▶ [PROBLEMS TO WORK ON]
A - Answer these questions about the passage on New Mexico's proposed cell phone ban:
(i) Which university conducted the 2006 study?
(ii) How much more likely to crash are people who use cell phones while driving, according to Thom Turbett?
(iii) What is the maximum fine proposed for violating the ban?
B - Which people are named in the passage on New Mexico's proposed cell phone ban? List all of them.

▶ [EXERCISE PASSAGE]
┏━━

Richardson announced his intention to take the ban state wide for talking or texting while driving with handheld cell phones. The ban would extend to hands-free devices for operators of public transportation including bus drivers.
“Driver distraction is a major cause of accidents, and the use of cell phones while driving is increasingly a problem,” Governor Richardson said. “We’ve all seen drivers swerving around the road while talking on the phone and texting, putting the safety and lives of New Mexicans in danger.”
The statement by the governor’s office cited “multiple studies” that compare the driving impairment from cell phone use to driving while intoxicated.
A 2006 study conducted by the University of Utah concluded that “The impairments associated with using a cell phone while driving can be as profound as those associated with driving while drunk.” Neuro-psychologist Dr. David Strayer, the study’s primary author, stated the study found that “the cell phone driver was in fact more impaired than that same person when they were drunk at a .08 level.”
Thom Turbett, president of SafeTeen New Mexico, a public safety advocacy organization said people who use cell phones and drive are four times more likely to crash. “Technology has created a situation that is causing much greater risk to everyone who drives,” said Turbett.”
The proposed legislation makes violating the cell phone ban a misdemeanor and would carry a fine up to $200. It will include exemptions for emergency calls to and from medical, safety or law enforcement personnel.

┗━━

Region pointing data:

┏━━

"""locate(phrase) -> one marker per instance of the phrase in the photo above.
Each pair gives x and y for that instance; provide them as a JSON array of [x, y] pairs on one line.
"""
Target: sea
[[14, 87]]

┗━━

▶ [EXPECTED OUTPUTS]
A -
(i) The University of Utah.
(ii) Four times more likely.
(iii) $200.

B -
- Governor Richardson
- Dr. David Strayer
- Thom Turbett